▸ **Exercise requirements**
Please give every line of the records below as a JSON list of strings, one string per line, leaving out blank lines.

▸ **Items**
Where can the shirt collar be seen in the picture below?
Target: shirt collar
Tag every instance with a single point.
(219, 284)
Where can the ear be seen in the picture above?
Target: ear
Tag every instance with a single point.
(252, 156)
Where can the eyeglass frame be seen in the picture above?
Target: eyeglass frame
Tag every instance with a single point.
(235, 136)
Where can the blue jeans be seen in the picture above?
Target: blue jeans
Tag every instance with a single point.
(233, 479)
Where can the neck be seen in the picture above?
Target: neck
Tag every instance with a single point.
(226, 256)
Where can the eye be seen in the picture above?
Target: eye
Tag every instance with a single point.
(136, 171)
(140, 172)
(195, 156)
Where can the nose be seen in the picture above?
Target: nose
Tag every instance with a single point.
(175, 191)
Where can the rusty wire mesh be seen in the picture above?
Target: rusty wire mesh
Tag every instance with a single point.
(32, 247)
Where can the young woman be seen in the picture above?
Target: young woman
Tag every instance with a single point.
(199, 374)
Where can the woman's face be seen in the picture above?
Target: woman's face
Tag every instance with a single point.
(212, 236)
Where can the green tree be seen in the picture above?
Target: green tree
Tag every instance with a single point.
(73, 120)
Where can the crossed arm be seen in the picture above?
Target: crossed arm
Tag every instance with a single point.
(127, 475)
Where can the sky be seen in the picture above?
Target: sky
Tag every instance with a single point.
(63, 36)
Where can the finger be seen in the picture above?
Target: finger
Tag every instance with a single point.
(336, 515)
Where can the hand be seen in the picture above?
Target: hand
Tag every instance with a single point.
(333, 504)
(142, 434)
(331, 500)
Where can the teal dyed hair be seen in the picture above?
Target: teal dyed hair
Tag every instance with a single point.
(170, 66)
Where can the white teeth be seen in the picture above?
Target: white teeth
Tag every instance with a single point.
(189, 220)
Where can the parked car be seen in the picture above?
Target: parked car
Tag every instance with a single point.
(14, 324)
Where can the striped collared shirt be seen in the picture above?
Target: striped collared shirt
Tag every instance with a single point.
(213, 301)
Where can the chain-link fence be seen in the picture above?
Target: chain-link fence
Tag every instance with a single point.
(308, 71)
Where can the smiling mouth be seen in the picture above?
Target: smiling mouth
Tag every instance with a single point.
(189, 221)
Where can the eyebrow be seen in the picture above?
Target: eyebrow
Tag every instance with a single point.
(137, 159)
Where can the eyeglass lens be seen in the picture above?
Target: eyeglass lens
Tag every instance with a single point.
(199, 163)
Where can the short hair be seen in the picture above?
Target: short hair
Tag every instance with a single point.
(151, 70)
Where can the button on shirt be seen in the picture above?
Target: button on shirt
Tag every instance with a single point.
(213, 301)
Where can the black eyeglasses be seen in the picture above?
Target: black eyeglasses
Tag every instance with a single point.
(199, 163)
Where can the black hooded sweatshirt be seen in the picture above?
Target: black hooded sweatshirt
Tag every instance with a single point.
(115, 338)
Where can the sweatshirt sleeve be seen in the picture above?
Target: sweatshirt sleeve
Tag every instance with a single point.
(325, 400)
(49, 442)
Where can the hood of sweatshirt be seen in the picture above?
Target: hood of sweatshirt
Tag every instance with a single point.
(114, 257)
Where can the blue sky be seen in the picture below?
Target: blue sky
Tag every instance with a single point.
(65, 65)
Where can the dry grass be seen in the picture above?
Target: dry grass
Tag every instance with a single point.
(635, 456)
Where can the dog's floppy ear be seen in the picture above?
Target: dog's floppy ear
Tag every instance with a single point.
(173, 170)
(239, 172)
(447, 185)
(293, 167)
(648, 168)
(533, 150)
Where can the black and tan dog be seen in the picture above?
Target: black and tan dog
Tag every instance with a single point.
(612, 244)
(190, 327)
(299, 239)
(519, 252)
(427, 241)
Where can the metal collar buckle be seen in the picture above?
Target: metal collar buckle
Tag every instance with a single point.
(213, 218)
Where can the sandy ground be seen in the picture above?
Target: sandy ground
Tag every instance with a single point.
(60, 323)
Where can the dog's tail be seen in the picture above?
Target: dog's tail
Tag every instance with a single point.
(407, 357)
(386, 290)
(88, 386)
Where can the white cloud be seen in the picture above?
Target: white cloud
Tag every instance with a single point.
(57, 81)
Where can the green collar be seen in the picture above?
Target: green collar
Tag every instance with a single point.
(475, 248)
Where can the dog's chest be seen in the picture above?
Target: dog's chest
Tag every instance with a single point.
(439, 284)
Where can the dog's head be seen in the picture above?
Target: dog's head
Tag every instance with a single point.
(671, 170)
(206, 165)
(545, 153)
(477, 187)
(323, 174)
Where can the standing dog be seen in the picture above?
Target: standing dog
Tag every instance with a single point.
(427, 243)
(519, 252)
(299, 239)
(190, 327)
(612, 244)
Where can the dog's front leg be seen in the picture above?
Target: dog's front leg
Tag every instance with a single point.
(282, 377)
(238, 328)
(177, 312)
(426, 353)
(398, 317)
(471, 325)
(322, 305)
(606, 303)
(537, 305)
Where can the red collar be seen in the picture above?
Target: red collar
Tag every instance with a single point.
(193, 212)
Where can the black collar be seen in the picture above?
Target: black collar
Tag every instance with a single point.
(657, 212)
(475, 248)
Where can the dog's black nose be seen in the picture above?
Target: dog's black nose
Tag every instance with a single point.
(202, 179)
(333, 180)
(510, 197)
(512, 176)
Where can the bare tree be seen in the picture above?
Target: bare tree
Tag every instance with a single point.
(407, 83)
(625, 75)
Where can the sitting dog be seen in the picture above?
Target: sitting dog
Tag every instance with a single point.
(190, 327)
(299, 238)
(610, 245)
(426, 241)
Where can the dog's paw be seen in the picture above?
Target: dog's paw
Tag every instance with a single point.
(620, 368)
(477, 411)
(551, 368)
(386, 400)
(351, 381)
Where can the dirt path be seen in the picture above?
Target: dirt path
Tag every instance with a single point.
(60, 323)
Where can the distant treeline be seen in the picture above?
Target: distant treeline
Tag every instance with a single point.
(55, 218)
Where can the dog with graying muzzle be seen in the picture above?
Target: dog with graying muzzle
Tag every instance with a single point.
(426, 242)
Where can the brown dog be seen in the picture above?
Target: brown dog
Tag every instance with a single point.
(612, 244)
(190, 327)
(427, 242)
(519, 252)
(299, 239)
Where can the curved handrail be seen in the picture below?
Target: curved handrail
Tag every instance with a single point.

▸ **Answer for this exercise**
[
  "Where can the shirt collar be seen in the picture below?",
  "Target: shirt collar",
  "Tag every instance with a single point.",
  "(219, 284)",
  "Where can the ear be seen in the picture above?",
  "Target: ear",
  "Tag every instance with a single point.",
  "(252, 156)",
  "Where can the eyeglass frame be seen in the picture above?",
  "Target: eyeglass frame",
  "Tag every instance with a single point.",
  "(235, 136)",
  "Where can the blue jeans be seen in the picture above?",
  "Target: blue jeans",
  "Tag every instance with a single point.",
  "(233, 479)",
  "Where can the neck be seen in the picture above?",
  "Target: neck",
  "Tag every instance with a single point.",
  "(226, 256)",
  "Where can the eye be seen in the picture above?",
  "Target: eye",
  "Tag every instance with a single point.",
  "(136, 171)",
  "(140, 172)",
  "(195, 156)",
  "Where can the nose be seen in the picture above?",
  "Target: nose",
  "Tag every instance with a single point.",
  "(175, 191)",
  "Where can the rusty wire mesh be seen in the picture above?",
  "Target: rusty wire mesh",
  "Tag every instance with a single point.",
  "(32, 247)",
  "Where can the young woman be seen in the picture above?",
  "Target: young woman",
  "Tag every instance with a single point.",
  "(199, 374)",
  "Where can the woman's face be seen in the picture above?",
  "Target: woman's face",
  "Tag every instance with a single point.",
  "(212, 236)",
  "Where can the green tree be seen in the picture above?",
  "Target: green tree",
  "Tag every instance with a single point.",
  "(73, 120)",
  "Where can the crossed arm be seen in the picture above?",
  "Target: crossed arm",
  "Tag every instance with a single point.",
  "(127, 475)",
  "Where can the sky be seen in the picture above?",
  "Target: sky",
  "Tag every instance with a single point.",
  "(63, 36)",
  "Where can the finger be seen in the picture above?",
  "Target: finger",
  "Tag every instance with a single point.",
  "(336, 515)",
  "Where can the hand be seen in the picture above?",
  "Target: hand",
  "Tag every instance with a single point.",
  "(333, 504)",
  "(142, 434)",
  "(331, 500)",
  "Where can the teal dyed hair be seen in the picture above?",
  "Target: teal dyed hair",
  "Tag every instance with a single point.",
  "(170, 66)",
  "Where can the white teeth be seen in the picture above?",
  "Target: white teeth",
  "Tag every instance with a single point.",
  "(189, 220)",
  "Where can the parked car be seen in the picture above?",
  "Target: parked car",
  "Tag every instance with a single point.",
  "(14, 324)",
  "Where can the striped collared shirt be seen in the picture above?",
  "Target: striped collared shirt",
  "Tag every instance with a single point.",
  "(213, 301)",
  "Where can the chain-link fence be seen in the picture above?",
  "Target: chain-link fence",
  "Tag every instance with a single point.",
  "(308, 71)",
  "Where can the smiling mouth be seen in the picture above?",
  "Target: smiling mouth",
  "Tag every instance with a single point.",
  "(189, 221)",
  "Where can the eyebrow be seen in the picture above?",
  "Target: eyebrow",
  "Tag every instance with a single point.",
  "(137, 159)",
  "Where can the eyeglass lens be seen in the picture above?",
  "Target: eyeglass lens",
  "Tag every instance with a single point.",
  "(199, 163)",
  "Where can the short hair be seen in the picture above?",
  "Target: short hair",
  "Tag every instance with a single point.",
  "(151, 70)",
  "Where can the button on shirt be seen in the picture above?",
  "Target: button on shirt",
  "Tag every instance with a single point.",
  "(213, 301)",
  "Where can the black eyeglasses be seen in the picture above?",
  "Target: black eyeglasses",
  "Tag every instance with a single point.",
  "(199, 163)",
  "Where can the black hooded sweatshirt be seen in the picture above?",
  "Target: black hooded sweatshirt",
  "Tag every instance with a single point.",
  "(115, 338)",
  "Where can the sweatshirt sleeve be seen in the picture above?",
  "Target: sweatshirt sleeve",
  "Tag every instance with a single point.",
  "(325, 400)",
  "(49, 442)",
  "Where can the hood of sweatshirt be seen in the picture above?",
  "Target: hood of sweatshirt",
  "Tag every instance with a single point.",
  "(114, 257)",
  "Where can the blue sky be seen in the picture below?",
  "Target: blue sky",
  "Tag every instance with a single point.",
  "(65, 65)",
  "Where can the dry grass be seen in the picture above?",
  "Target: dry grass",
  "Tag every instance with a single point.",
  "(635, 456)",
  "Where can the dog's floppy ear be seen in the picture above?",
  "Target: dog's floppy ear",
  "Tag every instance with a single point.",
  "(173, 170)",
  "(239, 172)",
  "(447, 185)",
  "(293, 167)",
  "(648, 168)",
  "(533, 150)",
  "Where can the black and tan dog be seen in the picture above?",
  "Target: black and tan dog",
  "Tag every instance with a single point.",
  "(612, 244)",
  "(190, 327)",
  "(299, 239)",
  "(519, 252)",
  "(427, 241)",
  "Where can the metal collar buckle be seen in the picture above?",
  "Target: metal collar buckle",
  "Tag every instance with a single point.",
  "(213, 218)",
  "Where can the sandy ground be seen in the picture above?",
  "Target: sandy ground",
  "Tag every instance with a single point.",
  "(60, 323)",
  "Where can the dog's tail be seen in the picture above?",
  "Target: dog's tail",
  "Tag every instance with a single point.",
  "(407, 357)",
  "(386, 290)",
  "(88, 386)",
  "Where can the white cloud be seen in the picture above?",
  "Target: white cloud",
  "Tag every instance with a single point.",
  "(57, 81)",
  "Where can the green collar be seen in the picture above?",
  "Target: green collar",
  "Tag every instance with a single point.",
  "(475, 248)",
  "Where can the dog's chest be seen in the picture above?",
  "Target: dog's chest",
  "Tag every instance with a single point.",
  "(439, 284)",
  "Where can the dog's head be seen in the picture above?",
  "Target: dog's head",
  "Tag every instance with a single point.",
  "(671, 170)",
  "(206, 165)",
  "(545, 153)",
  "(477, 187)",
  "(323, 174)",
  "Where can the standing dog be seen in the picture above?",
  "Target: standing dog",
  "Tag every instance with a single point.",
  "(427, 243)",
  "(519, 252)",
  "(299, 239)",
  "(190, 327)",
  "(612, 244)",
  "Where can the dog's front leg be seen in the picture above?",
  "Target: dog's front leg",
  "Tag every instance with a single point.",
  "(282, 377)",
  "(238, 328)",
  "(177, 312)",
  "(426, 353)",
  "(398, 317)",
  "(471, 325)",
  "(322, 305)",
  "(606, 303)",
  "(537, 305)",
  "Where can the red collar be seen in the picture above?",
  "Target: red collar",
  "Tag every instance with a single point.",
  "(193, 212)",
  "Where can the black collar be seen in the picture above?",
  "Target: black collar",
  "Tag every instance with a single point.",
  "(657, 212)",
  "(475, 248)",
  "Where can the dog's black nose be seen in the picture above?",
  "Target: dog's black nose",
  "Tag every instance with a single point.",
  "(202, 179)",
  "(333, 180)",
  "(510, 197)",
  "(512, 176)",
  "Where can the bare tree be seen in the picture above?",
  "Target: bare tree",
  "Tag every instance with a single point.",
  "(407, 83)",
  "(625, 75)",
  "Where can the sitting dog be seen in the picture above?",
  "Target: sitting dog",
  "Tag every instance with a single point.",
  "(190, 327)",
  "(299, 238)",
  "(610, 245)",
  "(426, 241)",
  "Where can the dog's paw be seen in the picture above?",
  "Target: dog's paw",
  "Tag every instance with a single point.",
  "(620, 368)",
  "(477, 411)",
  "(551, 368)",
  "(386, 400)",
  "(351, 381)",
  "Where can the dirt path be seen in the picture above?",
  "Target: dirt path",
  "Tag every instance with a single point.",
  "(60, 323)",
  "Where can the distant treeline be seen in the picture above?",
  "Target: distant treeline",
  "Tag every instance with a single point.",
  "(55, 218)",
  "Where can the dog with graying muzzle be seen in the picture above?",
  "Target: dog with graying muzzle",
  "Tag every instance with a single point.",
  "(426, 242)",
  "Where can the brown dog be seen in the picture above?",
  "Target: brown dog",
  "Tag every instance with a single point.",
  "(612, 244)",
  "(190, 327)",
  "(427, 242)",
  "(519, 252)",
  "(299, 239)",
  "Where can the curved handrail be seen in the picture below?",
  "Target: curved handrail",
  "Tag every instance with a single point."
]